WRITTEN PROBLEM: Reproduce the material from the line containing "Note: pick out each instance of the front grille" through the end of the material, swapping "fog light" for "headlight" and leaving everything else unchanged.

━━ ENTRIES PROVIDED

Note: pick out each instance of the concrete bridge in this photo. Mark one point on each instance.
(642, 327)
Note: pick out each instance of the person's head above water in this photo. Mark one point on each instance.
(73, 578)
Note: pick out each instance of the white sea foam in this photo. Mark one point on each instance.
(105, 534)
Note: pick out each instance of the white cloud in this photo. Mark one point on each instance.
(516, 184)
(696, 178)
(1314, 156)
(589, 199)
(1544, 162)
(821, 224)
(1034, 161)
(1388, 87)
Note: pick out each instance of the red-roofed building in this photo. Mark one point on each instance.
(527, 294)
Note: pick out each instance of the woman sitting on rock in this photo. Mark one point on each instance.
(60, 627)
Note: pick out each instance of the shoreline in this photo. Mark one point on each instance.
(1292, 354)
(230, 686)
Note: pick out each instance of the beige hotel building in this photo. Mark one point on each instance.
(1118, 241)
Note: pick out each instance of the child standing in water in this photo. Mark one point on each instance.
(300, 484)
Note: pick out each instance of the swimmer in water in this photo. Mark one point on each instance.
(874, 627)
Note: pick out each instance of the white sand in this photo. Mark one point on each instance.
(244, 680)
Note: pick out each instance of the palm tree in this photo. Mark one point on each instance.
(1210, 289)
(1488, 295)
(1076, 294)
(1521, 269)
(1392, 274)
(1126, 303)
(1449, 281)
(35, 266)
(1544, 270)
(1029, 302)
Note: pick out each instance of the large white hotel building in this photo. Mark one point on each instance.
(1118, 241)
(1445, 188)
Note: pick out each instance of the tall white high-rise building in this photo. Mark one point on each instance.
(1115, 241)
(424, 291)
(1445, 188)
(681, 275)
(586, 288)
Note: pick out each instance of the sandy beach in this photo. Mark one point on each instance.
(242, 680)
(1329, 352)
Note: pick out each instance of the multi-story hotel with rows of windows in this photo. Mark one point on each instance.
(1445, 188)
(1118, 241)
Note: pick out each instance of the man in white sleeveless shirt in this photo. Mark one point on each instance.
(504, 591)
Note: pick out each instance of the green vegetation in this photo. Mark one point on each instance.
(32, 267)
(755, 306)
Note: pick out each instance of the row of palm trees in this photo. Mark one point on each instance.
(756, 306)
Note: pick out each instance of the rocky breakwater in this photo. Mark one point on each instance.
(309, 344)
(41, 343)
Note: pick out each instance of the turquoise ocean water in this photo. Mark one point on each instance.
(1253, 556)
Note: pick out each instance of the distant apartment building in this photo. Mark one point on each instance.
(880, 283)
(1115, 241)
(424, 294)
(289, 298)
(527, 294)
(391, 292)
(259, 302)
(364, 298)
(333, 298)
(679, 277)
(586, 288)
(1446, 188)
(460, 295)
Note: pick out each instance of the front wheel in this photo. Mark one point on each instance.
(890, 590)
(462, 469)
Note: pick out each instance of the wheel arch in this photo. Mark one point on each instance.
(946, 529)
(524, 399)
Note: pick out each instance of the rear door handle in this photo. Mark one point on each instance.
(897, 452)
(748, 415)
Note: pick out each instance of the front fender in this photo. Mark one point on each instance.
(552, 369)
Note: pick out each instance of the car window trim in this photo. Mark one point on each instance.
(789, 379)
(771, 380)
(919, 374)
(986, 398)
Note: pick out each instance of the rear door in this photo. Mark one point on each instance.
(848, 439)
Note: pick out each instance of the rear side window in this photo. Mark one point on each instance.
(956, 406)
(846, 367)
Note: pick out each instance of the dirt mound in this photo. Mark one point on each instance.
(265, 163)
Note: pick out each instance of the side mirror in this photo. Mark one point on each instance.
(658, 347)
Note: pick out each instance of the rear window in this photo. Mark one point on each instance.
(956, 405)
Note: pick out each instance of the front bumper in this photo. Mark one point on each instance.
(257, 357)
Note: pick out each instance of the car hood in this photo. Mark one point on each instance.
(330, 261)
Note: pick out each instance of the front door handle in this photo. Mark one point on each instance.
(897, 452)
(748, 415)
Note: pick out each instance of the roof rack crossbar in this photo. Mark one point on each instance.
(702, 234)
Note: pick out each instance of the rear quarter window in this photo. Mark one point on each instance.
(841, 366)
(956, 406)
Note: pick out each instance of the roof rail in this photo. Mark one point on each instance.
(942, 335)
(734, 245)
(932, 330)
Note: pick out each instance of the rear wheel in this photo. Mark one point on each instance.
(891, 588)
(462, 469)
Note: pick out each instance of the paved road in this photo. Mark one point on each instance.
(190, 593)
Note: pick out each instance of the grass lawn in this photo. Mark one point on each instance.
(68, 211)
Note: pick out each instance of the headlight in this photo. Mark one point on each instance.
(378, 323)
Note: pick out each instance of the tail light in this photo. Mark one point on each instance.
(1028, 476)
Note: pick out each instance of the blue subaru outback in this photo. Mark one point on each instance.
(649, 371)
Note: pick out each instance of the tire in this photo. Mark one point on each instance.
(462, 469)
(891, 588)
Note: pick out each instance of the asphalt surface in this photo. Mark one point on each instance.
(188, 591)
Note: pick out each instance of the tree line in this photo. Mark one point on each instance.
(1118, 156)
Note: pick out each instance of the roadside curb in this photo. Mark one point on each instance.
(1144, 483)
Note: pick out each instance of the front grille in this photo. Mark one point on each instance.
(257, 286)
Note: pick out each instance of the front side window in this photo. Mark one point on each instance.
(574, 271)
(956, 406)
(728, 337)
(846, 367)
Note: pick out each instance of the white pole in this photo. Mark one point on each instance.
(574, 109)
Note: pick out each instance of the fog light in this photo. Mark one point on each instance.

━━━━

TASK RESULT:
Note: pick out each instance of the front grille in this photo. Mark one point on each instance.
(257, 286)
Note: pick out each instance of the front side window in this photo. Mark one point on each instance.
(574, 271)
(956, 406)
(728, 337)
(846, 367)
Note: pick out each instance of the white pole in this photo. Mark one point on each instance.
(574, 109)
Note: pick out each instance of the headlight in this photo. Mark one point on each instance.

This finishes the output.